* **WRITTEN REQUEST A**: In the abstract on polyacrylonitrile fibers, at what coagulation bath concentration does the maximum drafting factor of the precursor reach its local maximum?

╭─ PAGE EXTRACT

Correlation between orientation behavior of polyacrylonitrile precursor and structure of nascent fiber

The Key Laboratory of Education Ministry on Carbon Fiber and Functional Polymer, Beijing University of Chemical Technology, Beijing 100029, China

摘要

摘要: 通过改变浓度、温度等凝固浴条件，获得取向行为不同的PAN原丝，采用声速法测定原丝的取向结构，使用X射线衍射仪、光学显微镜对PAN初生纤维的聚集态结构、截面形貌进行表征，建立原丝取向与初生纤维结构的相关性。依据取向度随牵伸倍数变化对数拟合曲线的斜率，定义原丝的分子链取向能力a，研究a与初生纤维结晶度的关联性。结果表明：初生纤维结晶度越高，PAN原丝可牵伸性越小，在同一牵伸倍数下纤维全取向度越高；原丝最大牵伸倍数受初生纤维径向结构影响显著，在凝固浴浓度74%时出现极大值；高溶剂含量的纤维分子链取向能力大于低溶剂含量的纤维；原丝的分子链取向能力随初生纤维结晶度增大而增大。
- PAN原丝 /
- 取向行为 /
- 初生纤维结构 /
- 凝固浴条件
Abstract: Polyacrylonitrile (PAN) precursors with different orientation behaviors were prepared by changing the coagulation bath conditions such as concentration and temperature. The orientation structure of the PAN precursor was determined by the method of sound velocity. X-ray diffraction and optical microscopy were used to investigate the crystalline structure and morphological characterization of nascent fiber, and the correlation between orientation of precursor and structure of nascent fiber was established. The molecular chain orientation ability " a” was defined as the slope of the logarithmic fitting curve of the degree of orientation varying with the drafting ratio, and the relationship between " a” and the crystallinity of nascent fiber was studied. The results show that the higher crystallinity nascent fiber has, the lower drawing ability PAN precursor has, and the higher degree of orientation has under the same drafting ratios. The maximum drafting factor of polyacrylonitrile precursor is significantly affected by radial structure of nascent fiber, it reaches the local maximum when the coagulation bath concentration is 74%. The fiber with high solvent content has higher molecular chain orientation ability than the fiber with low solvent content. The molecular chain orientation ability of precursor increases with the crystallinity of nascent fiber.

╰─
╭─ TASK INPUTS

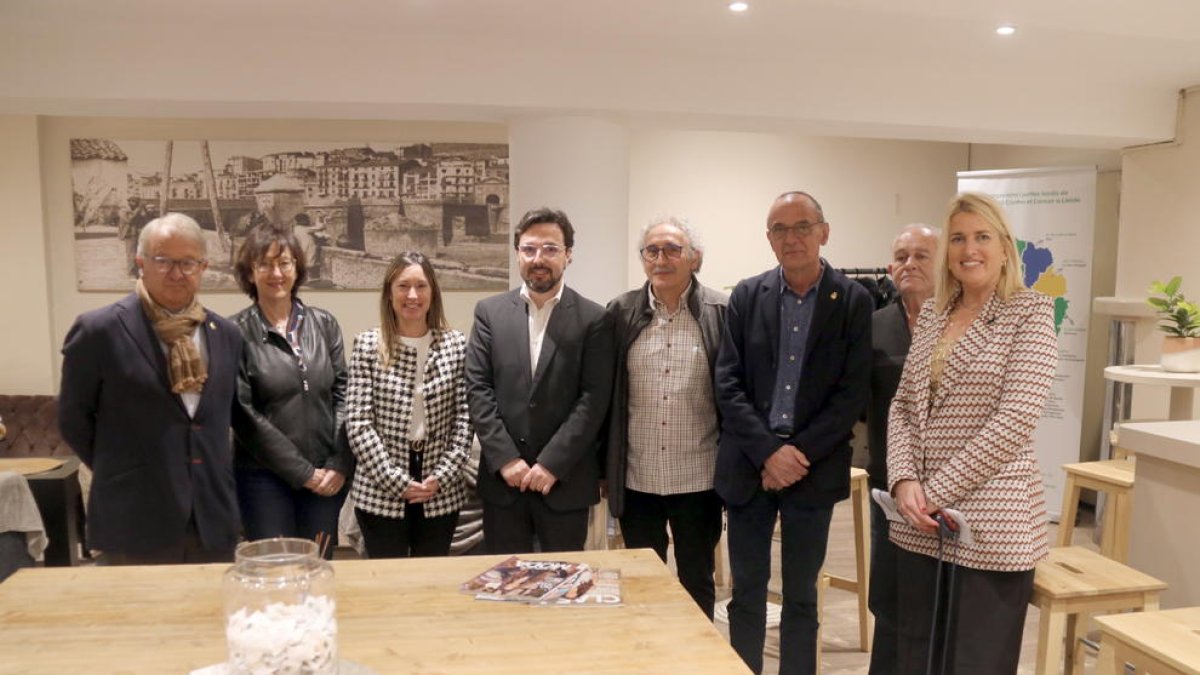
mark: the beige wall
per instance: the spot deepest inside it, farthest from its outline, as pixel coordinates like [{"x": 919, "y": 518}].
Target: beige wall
[
  {"x": 27, "y": 351},
  {"x": 1159, "y": 234},
  {"x": 721, "y": 180}
]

╰─

* **WRITTEN REQUEST B**: Update the listing by replacing "beige wall" with "cream wall" and keeping everything else unchanged. Leave the picture out of your answer.

* **FULL ANSWER A**: 74%

* **FULL ANSWER B**:
mark: the cream wall
per instance: the spot deepest inside it, farthest from its outline, as pixel coordinates like [{"x": 919, "y": 518}].
Target: cream wall
[
  {"x": 27, "y": 351},
  {"x": 1159, "y": 234},
  {"x": 721, "y": 180}
]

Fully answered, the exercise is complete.